AIM OF THE TASK: Rewrite the part of the listing that runs from its start through the line containing "[14,392,587,472]", putting "monitoring unit" in place of "surveillance module" and changing nothing else. Leave the pictures out of your answer.

DATASET ROWS:

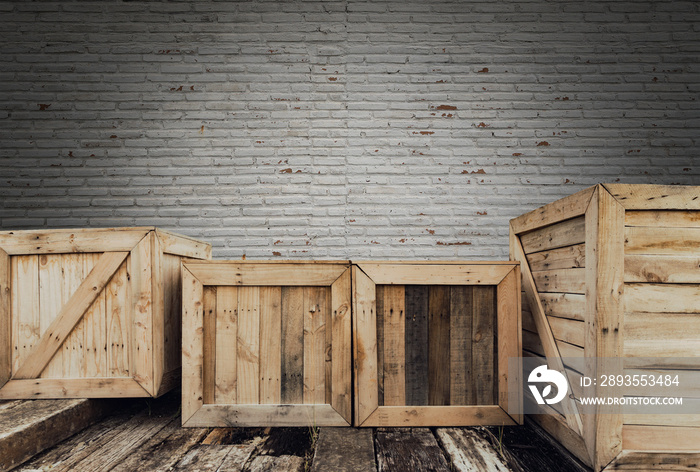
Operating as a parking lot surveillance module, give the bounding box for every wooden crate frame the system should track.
[352,261,522,426]
[182,261,352,427]
[510,184,700,472]
[0,227,211,399]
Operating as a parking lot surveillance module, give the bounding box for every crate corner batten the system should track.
[510,184,700,472]
[182,261,352,427]
[0,227,211,399]
[352,261,522,427]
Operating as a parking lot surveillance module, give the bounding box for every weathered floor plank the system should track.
[376,428,450,472]
[436,428,512,472]
[311,428,377,472]
[0,399,113,470]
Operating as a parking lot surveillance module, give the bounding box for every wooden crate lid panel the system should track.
[183,262,351,426]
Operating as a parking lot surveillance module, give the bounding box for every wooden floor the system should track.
[14,392,587,472]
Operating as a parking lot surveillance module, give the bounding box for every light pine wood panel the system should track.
[527,244,586,272]
[236,286,260,405]
[520,216,586,254]
[280,287,304,404]
[377,285,406,406]
[214,287,238,403]
[260,287,282,404]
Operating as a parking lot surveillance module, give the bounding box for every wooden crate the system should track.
[0,228,211,398]
[353,262,522,426]
[182,261,352,426]
[510,184,700,471]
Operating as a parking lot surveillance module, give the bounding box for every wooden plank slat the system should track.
[625,254,700,284]
[450,285,474,405]
[236,287,260,405]
[358,262,512,285]
[375,428,449,472]
[472,287,496,405]
[0,378,150,399]
[352,266,379,425]
[375,285,384,405]
[547,316,586,347]
[428,285,448,405]
[510,187,595,235]
[0,249,13,388]
[214,287,238,403]
[377,285,406,406]
[105,258,131,377]
[11,256,43,376]
[624,226,700,256]
[260,287,282,404]
[180,262,347,287]
[404,285,430,405]
[539,293,586,321]
[202,287,218,404]
[527,244,586,275]
[304,287,327,404]
[494,267,523,424]
[603,184,700,210]
[130,233,157,395]
[155,229,211,259]
[624,284,700,313]
[625,210,700,228]
[280,287,304,404]
[0,228,152,255]
[330,268,352,423]
[185,405,348,428]
[622,425,700,453]
[81,253,106,377]
[15,252,128,379]
[520,216,586,254]
[532,269,586,295]
[38,254,63,378]
[362,405,516,427]
[182,268,204,426]
[511,231,588,435]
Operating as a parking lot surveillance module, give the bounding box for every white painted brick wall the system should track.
[0,0,700,259]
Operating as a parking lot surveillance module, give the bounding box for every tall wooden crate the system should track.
[0,228,211,399]
[510,184,700,472]
[353,262,522,426]
[182,261,352,426]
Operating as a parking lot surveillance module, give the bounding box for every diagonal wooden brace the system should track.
[13,252,129,379]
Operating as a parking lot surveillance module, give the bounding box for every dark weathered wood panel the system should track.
[428,285,448,405]
[405,285,428,406]
[280,287,304,404]
[472,286,496,405]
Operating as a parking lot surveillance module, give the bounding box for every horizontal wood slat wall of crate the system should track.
[182,261,352,427]
[510,184,700,472]
[353,262,522,426]
[0,228,211,398]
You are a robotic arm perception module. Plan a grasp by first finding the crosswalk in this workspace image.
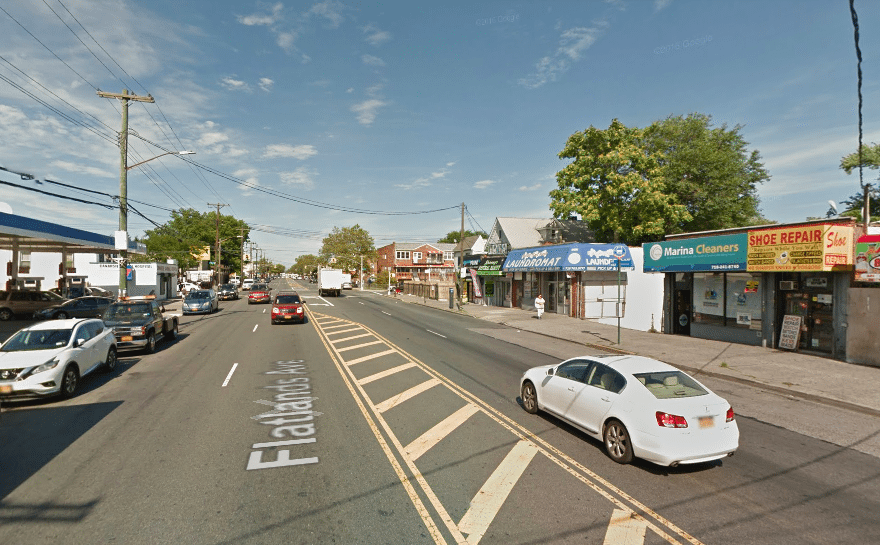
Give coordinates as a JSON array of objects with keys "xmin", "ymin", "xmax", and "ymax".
[{"xmin": 309, "ymin": 310, "xmax": 700, "ymax": 545}]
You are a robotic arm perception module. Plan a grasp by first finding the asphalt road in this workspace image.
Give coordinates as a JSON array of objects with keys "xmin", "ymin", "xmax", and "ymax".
[{"xmin": 0, "ymin": 282, "xmax": 880, "ymax": 545}]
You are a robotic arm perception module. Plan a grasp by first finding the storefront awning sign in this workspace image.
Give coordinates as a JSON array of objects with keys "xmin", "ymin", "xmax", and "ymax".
[
  {"xmin": 503, "ymin": 243, "xmax": 635, "ymax": 272},
  {"xmin": 642, "ymin": 233, "xmax": 748, "ymax": 272}
]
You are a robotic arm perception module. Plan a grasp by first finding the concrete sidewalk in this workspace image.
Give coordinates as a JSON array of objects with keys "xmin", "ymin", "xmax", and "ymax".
[{"xmin": 382, "ymin": 292, "xmax": 880, "ymax": 417}]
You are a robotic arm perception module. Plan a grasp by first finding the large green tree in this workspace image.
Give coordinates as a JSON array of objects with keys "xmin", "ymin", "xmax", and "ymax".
[
  {"xmin": 550, "ymin": 119, "xmax": 691, "ymax": 245},
  {"xmin": 437, "ymin": 229, "xmax": 489, "ymax": 244},
  {"xmin": 318, "ymin": 225, "xmax": 376, "ymax": 271},
  {"xmin": 142, "ymin": 208, "xmax": 250, "ymax": 271},
  {"xmin": 642, "ymin": 113, "xmax": 770, "ymax": 233}
]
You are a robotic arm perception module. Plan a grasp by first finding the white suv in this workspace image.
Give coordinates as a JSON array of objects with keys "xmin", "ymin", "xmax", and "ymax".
[{"xmin": 0, "ymin": 318, "xmax": 116, "ymax": 398}]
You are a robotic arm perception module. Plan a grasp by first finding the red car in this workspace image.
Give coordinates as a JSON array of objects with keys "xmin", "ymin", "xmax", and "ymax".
[
  {"xmin": 248, "ymin": 284, "xmax": 272, "ymax": 304},
  {"xmin": 272, "ymin": 291, "xmax": 306, "ymax": 324}
]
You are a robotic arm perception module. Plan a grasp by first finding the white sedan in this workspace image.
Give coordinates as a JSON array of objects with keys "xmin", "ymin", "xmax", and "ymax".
[
  {"xmin": 0, "ymin": 319, "xmax": 117, "ymax": 398},
  {"xmin": 520, "ymin": 355, "xmax": 739, "ymax": 466}
]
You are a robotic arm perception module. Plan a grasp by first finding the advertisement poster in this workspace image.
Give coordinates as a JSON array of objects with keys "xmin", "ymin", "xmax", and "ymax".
[
  {"xmin": 747, "ymin": 223, "xmax": 854, "ymax": 272},
  {"xmin": 855, "ymin": 235, "xmax": 880, "ymax": 282}
]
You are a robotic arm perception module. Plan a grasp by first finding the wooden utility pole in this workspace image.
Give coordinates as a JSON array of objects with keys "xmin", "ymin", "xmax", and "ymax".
[
  {"xmin": 98, "ymin": 89, "xmax": 156, "ymax": 295},
  {"xmin": 208, "ymin": 202, "xmax": 229, "ymax": 287}
]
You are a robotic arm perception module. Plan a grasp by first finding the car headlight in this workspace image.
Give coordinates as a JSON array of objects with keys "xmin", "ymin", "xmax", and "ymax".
[{"xmin": 22, "ymin": 356, "xmax": 61, "ymax": 378}]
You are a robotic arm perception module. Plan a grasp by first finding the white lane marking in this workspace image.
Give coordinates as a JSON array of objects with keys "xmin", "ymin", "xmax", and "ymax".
[
  {"xmin": 221, "ymin": 363, "xmax": 238, "ymax": 388},
  {"xmin": 458, "ymin": 439, "xmax": 538, "ymax": 543},
  {"xmin": 602, "ymin": 509, "xmax": 648, "ymax": 545},
  {"xmin": 406, "ymin": 404, "xmax": 480, "ymax": 460},
  {"xmin": 358, "ymin": 362, "xmax": 416, "ymax": 386},
  {"xmin": 376, "ymin": 378, "xmax": 442, "ymax": 413},
  {"xmin": 336, "ymin": 341, "xmax": 383, "ymax": 352}
]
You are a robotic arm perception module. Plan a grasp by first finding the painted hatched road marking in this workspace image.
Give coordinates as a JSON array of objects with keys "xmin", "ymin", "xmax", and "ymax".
[{"xmin": 310, "ymin": 313, "xmax": 702, "ymax": 545}]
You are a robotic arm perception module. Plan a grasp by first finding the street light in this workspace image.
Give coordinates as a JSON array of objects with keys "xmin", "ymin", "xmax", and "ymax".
[{"xmin": 116, "ymin": 149, "xmax": 195, "ymax": 295}]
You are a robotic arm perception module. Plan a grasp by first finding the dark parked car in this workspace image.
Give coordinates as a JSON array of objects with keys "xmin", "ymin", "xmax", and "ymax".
[
  {"xmin": 217, "ymin": 284, "xmax": 238, "ymax": 301},
  {"xmin": 272, "ymin": 291, "xmax": 306, "ymax": 324},
  {"xmin": 34, "ymin": 296, "xmax": 113, "ymax": 320}
]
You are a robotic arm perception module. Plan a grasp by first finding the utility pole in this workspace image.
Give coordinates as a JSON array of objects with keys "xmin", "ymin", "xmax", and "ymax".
[
  {"xmin": 98, "ymin": 89, "xmax": 156, "ymax": 296},
  {"xmin": 208, "ymin": 202, "xmax": 229, "ymax": 287}
]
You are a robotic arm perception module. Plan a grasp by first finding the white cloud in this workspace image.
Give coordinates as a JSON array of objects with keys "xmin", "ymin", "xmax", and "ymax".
[
  {"xmin": 361, "ymin": 24, "xmax": 391, "ymax": 46},
  {"xmin": 220, "ymin": 76, "xmax": 251, "ymax": 91},
  {"xmin": 259, "ymin": 78, "xmax": 275, "ymax": 93},
  {"xmin": 263, "ymin": 144, "xmax": 318, "ymax": 161},
  {"xmin": 351, "ymin": 98, "xmax": 388, "ymax": 125},
  {"xmin": 518, "ymin": 21, "xmax": 608, "ymax": 89},
  {"xmin": 305, "ymin": 0, "xmax": 345, "ymax": 28},
  {"xmin": 236, "ymin": 2, "xmax": 284, "ymax": 26},
  {"xmin": 278, "ymin": 167, "xmax": 317, "ymax": 189},
  {"xmin": 361, "ymin": 55, "xmax": 385, "ymax": 66}
]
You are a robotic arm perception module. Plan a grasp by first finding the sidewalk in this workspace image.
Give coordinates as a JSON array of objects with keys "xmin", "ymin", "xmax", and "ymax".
[{"xmin": 382, "ymin": 292, "xmax": 880, "ymax": 417}]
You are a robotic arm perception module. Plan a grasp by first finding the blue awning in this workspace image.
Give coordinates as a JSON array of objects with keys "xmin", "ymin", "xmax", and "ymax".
[{"xmin": 502, "ymin": 243, "xmax": 635, "ymax": 272}]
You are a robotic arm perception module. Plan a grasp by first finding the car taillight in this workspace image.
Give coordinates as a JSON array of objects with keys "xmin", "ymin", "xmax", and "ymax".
[{"xmin": 657, "ymin": 411, "xmax": 687, "ymax": 428}]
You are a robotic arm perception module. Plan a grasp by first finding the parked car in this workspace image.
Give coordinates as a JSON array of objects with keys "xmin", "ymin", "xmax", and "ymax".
[
  {"xmin": 248, "ymin": 284, "xmax": 272, "ymax": 304},
  {"xmin": 217, "ymin": 284, "xmax": 238, "ymax": 301},
  {"xmin": 0, "ymin": 318, "xmax": 117, "ymax": 398},
  {"xmin": 520, "ymin": 356, "xmax": 739, "ymax": 466},
  {"xmin": 0, "ymin": 290, "xmax": 67, "ymax": 321},
  {"xmin": 34, "ymin": 296, "xmax": 113, "ymax": 320},
  {"xmin": 183, "ymin": 290, "xmax": 220, "ymax": 314},
  {"xmin": 272, "ymin": 291, "xmax": 306, "ymax": 324}
]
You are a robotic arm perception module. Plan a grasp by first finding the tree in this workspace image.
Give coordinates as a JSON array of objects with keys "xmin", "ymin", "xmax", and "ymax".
[
  {"xmin": 437, "ymin": 229, "xmax": 489, "ymax": 244},
  {"xmin": 550, "ymin": 119, "xmax": 691, "ymax": 245},
  {"xmin": 319, "ymin": 225, "xmax": 376, "ymax": 271},
  {"xmin": 643, "ymin": 113, "xmax": 770, "ymax": 233},
  {"xmin": 142, "ymin": 208, "xmax": 250, "ymax": 271}
]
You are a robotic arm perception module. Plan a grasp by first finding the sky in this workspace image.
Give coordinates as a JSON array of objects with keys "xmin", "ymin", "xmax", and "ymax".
[{"xmin": 0, "ymin": 0, "xmax": 880, "ymax": 266}]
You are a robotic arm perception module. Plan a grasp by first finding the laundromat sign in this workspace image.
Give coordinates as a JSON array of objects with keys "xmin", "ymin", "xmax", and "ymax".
[{"xmin": 747, "ymin": 223, "xmax": 854, "ymax": 272}]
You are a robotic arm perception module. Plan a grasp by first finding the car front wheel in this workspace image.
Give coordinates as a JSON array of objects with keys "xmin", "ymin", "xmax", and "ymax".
[
  {"xmin": 603, "ymin": 420, "xmax": 632, "ymax": 464},
  {"xmin": 61, "ymin": 364, "xmax": 79, "ymax": 398},
  {"xmin": 522, "ymin": 382, "xmax": 538, "ymax": 414}
]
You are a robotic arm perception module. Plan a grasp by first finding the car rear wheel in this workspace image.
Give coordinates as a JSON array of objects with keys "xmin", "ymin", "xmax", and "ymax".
[
  {"xmin": 522, "ymin": 382, "xmax": 538, "ymax": 414},
  {"xmin": 104, "ymin": 346, "xmax": 119, "ymax": 373},
  {"xmin": 603, "ymin": 420, "xmax": 632, "ymax": 464},
  {"xmin": 61, "ymin": 363, "xmax": 79, "ymax": 398}
]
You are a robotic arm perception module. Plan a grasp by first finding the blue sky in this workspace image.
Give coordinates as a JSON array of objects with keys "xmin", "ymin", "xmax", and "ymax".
[{"xmin": 0, "ymin": 0, "xmax": 880, "ymax": 265}]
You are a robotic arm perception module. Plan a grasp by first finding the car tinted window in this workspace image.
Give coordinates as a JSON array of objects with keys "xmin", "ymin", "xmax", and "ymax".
[
  {"xmin": 556, "ymin": 361, "xmax": 592, "ymax": 382},
  {"xmin": 635, "ymin": 371, "xmax": 709, "ymax": 399}
]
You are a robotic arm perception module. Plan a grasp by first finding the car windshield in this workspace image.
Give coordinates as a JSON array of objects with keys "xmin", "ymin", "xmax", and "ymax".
[
  {"xmin": 0, "ymin": 329, "xmax": 72, "ymax": 352},
  {"xmin": 635, "ymin": 371, "xmax": 709, "ymax": 399},
  {"xmin": 104, "ymin": 303, "xmax": 151, "ymax": 320}
]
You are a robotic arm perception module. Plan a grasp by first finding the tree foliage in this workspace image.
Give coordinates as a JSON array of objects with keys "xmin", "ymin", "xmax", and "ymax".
[
  {"xmin": 318, "ymin": 225, "xmax": 376, "ymax": 271},
  {"xmin": 550, "ymin": 119, "xmax": 690, "ymax": 244},
  {"xmin": 644, "ymin": 113, "xmax": 770, "ymax": 233},
  {"xmin": 550, "ymin": 114, "xmax": 770, "ymax": 245},
  {"xmin": 142, "ymin": 208, "xmax": 250, "ymax": 271},
  {"xmin": 437, "ymin": 229, "xmax": 489, "ymax": 244}
]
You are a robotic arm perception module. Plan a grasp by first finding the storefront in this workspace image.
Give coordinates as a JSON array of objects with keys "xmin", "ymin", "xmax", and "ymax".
[
  {"xmin": 643, "ymin": 222, "xmax": 853, "ymax": 358},
  {"xmin": 503, "ymin": 243, "xmax": 633, "ymax": 318}
]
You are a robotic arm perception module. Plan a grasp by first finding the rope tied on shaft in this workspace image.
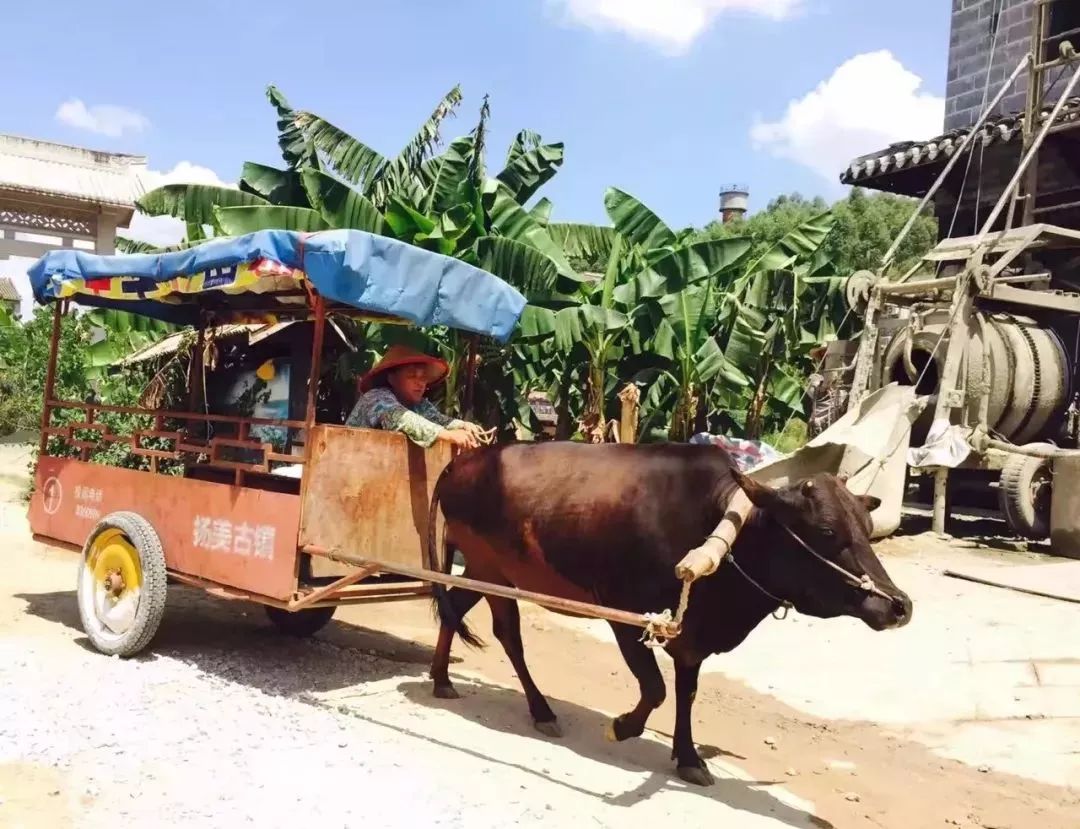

THE COMPLETED TASK:
Operating as a parking lot monitoring unit, give the bounding box for every wooden crate frame the system should track.
[352,261,522,426]
[182,261,352,427]
[510,184,700,472]
[0,227,211,399]
Operating as a parking lot monitoring unit, give the bounding box for every crate corner batten the system should track.
[510,184,700,472]
[182,261,352,427]
[0,227,211,399]
[352,261,522,427]
Operating as a parking lot monitoring unit, give the bounding box for every weathered floor plank the system should track.
[376,428,450,472]
[436,428,512,472]
[311,428,377,472]
[0,399,113,470]
Operating as a parking lot monitoring unit, give the bounding box for every wooden crate lid panel the system should track.
[183,262,351,426]
Operating as a parking lot monitoring unit, give the bounding box for every wooden floor the system should track.
[14,392,587,472]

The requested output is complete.